►

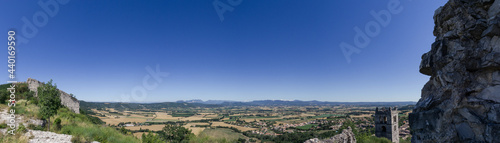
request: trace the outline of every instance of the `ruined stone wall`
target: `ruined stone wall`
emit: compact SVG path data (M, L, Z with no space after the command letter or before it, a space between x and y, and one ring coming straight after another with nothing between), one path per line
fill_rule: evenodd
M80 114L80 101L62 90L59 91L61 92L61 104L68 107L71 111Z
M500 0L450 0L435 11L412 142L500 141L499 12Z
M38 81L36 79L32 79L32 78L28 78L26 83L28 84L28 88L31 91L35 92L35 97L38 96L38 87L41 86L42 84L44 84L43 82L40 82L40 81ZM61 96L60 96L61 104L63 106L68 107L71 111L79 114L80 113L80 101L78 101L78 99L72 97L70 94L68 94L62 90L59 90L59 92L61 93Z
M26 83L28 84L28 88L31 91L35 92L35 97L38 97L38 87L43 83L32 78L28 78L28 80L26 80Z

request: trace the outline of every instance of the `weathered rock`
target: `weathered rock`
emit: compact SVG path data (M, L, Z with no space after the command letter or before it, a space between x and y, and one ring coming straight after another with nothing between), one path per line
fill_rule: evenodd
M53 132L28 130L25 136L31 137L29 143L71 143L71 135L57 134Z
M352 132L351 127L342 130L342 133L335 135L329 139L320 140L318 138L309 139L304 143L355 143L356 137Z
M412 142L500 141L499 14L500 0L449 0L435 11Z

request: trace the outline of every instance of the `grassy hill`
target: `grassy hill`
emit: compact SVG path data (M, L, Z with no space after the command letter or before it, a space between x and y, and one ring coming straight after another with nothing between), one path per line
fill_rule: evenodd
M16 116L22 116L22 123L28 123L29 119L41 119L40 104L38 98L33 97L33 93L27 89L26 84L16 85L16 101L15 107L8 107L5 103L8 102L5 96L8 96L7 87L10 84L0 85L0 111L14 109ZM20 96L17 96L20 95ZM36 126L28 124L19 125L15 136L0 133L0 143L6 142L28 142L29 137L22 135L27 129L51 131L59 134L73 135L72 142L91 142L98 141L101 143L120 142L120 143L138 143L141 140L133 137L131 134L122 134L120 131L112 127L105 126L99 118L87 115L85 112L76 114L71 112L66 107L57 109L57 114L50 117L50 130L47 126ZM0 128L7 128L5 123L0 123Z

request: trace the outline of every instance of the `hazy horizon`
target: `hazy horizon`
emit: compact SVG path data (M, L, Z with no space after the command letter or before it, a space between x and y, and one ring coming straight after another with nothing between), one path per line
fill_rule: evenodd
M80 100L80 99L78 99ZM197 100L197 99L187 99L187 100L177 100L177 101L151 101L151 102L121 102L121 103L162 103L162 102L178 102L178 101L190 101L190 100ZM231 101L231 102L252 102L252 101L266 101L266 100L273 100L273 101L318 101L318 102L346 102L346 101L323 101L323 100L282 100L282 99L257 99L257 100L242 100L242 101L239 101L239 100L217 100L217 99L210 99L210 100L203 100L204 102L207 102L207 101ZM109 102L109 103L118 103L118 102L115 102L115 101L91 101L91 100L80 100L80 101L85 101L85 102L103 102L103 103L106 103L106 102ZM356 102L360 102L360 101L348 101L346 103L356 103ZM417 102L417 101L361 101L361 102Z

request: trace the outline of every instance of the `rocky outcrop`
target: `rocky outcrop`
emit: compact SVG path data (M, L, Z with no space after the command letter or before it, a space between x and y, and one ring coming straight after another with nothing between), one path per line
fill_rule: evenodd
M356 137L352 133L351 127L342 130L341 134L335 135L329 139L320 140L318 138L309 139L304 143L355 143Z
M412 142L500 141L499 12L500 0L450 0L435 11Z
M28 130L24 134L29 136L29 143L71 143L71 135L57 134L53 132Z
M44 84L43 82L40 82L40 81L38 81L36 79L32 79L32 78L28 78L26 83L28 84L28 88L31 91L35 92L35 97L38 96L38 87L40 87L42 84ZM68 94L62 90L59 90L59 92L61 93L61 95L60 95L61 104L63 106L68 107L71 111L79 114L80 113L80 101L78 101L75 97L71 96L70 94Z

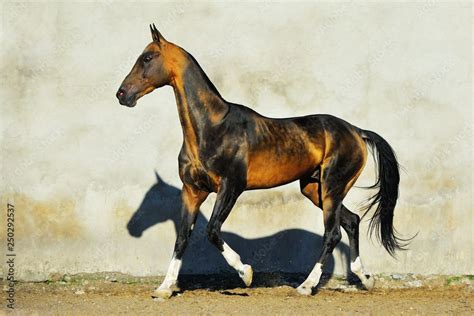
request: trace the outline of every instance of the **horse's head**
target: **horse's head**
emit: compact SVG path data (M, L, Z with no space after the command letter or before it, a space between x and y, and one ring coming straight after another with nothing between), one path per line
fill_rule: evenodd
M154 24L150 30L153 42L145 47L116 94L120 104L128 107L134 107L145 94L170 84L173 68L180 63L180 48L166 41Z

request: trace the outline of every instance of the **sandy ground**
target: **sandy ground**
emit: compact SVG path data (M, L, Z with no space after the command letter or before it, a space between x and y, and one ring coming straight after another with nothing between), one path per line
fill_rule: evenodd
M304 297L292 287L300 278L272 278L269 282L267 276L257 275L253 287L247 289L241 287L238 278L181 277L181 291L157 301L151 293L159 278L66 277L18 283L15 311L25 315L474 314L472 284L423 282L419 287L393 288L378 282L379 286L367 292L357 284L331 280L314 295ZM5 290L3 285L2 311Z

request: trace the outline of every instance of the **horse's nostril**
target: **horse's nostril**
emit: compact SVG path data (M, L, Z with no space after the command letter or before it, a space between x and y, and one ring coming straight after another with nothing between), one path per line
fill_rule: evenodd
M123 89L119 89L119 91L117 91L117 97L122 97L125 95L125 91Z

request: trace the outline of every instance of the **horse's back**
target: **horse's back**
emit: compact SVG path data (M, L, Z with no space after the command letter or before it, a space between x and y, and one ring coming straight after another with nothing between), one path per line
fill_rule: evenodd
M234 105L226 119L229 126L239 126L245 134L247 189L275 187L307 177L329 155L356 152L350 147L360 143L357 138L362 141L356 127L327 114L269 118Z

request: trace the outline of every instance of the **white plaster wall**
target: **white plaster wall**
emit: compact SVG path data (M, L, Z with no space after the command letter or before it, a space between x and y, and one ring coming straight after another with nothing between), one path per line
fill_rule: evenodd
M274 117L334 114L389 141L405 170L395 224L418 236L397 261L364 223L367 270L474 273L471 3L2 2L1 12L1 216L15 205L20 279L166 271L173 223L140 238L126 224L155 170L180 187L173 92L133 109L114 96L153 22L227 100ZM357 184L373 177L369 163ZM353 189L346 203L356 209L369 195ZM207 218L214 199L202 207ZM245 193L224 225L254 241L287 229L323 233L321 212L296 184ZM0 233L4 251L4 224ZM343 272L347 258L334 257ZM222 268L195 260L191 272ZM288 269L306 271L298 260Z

◄
►

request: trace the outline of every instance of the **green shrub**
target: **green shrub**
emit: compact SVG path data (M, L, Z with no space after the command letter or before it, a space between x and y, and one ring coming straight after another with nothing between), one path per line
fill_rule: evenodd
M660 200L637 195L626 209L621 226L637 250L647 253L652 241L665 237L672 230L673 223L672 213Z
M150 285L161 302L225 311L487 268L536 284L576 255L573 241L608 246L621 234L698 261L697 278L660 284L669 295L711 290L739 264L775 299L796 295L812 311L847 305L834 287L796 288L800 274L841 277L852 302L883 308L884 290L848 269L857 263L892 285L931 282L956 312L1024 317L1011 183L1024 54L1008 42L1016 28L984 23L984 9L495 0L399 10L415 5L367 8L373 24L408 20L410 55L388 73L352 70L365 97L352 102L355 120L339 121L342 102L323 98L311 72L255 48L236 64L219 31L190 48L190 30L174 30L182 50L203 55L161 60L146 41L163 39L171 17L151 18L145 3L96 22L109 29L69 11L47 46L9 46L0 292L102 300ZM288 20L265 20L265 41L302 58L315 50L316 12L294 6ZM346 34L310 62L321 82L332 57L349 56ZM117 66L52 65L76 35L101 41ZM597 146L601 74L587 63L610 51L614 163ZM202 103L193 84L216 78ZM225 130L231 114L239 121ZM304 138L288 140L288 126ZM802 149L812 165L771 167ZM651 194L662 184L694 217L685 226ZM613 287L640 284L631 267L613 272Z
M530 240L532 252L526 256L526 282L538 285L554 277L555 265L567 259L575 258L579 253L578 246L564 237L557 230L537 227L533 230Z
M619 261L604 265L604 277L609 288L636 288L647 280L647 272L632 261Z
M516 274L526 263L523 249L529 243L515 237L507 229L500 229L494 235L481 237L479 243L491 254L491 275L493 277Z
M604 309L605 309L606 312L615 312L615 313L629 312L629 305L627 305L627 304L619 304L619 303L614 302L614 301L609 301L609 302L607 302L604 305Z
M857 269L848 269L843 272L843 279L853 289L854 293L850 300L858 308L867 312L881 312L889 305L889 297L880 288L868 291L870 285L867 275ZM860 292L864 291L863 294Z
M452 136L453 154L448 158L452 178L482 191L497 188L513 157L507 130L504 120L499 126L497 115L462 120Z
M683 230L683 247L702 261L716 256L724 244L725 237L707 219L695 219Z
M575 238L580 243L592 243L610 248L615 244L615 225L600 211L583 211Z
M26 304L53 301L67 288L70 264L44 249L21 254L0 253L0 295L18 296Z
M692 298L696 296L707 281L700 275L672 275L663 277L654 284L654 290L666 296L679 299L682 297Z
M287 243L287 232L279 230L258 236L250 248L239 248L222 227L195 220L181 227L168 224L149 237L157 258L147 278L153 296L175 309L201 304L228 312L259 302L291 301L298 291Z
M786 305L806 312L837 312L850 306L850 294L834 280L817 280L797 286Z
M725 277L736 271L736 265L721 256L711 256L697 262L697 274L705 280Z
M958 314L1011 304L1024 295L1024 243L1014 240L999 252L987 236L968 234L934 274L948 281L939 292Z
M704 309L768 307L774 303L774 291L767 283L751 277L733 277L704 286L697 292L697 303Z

◄

> What to produce
Within the listing above, filter for lines holding the string "instance" and copy each one.

> Task response
request: trace the outline of every instance of the `ruined stone wall`
request: trace the outline of every instance of the `weathered rock`
request: trace the outline of every instance of the `grassy hill`
request: trace the outline of every instance of the `hazy horizon`
request: trace the outline of every instance of the `rocky outcrop`
request: trace the outline of every instance of the **horse's head**
request: trace the outline of every instance of the **sandy ground**
request: trace the outline of every instance of the **horse's nostril**
request: trace the outline of every instance of the **horse's back**
request: trace the outline of every instance of the **white plaster wall**
request: trace the outline of every instance of the **green shrub**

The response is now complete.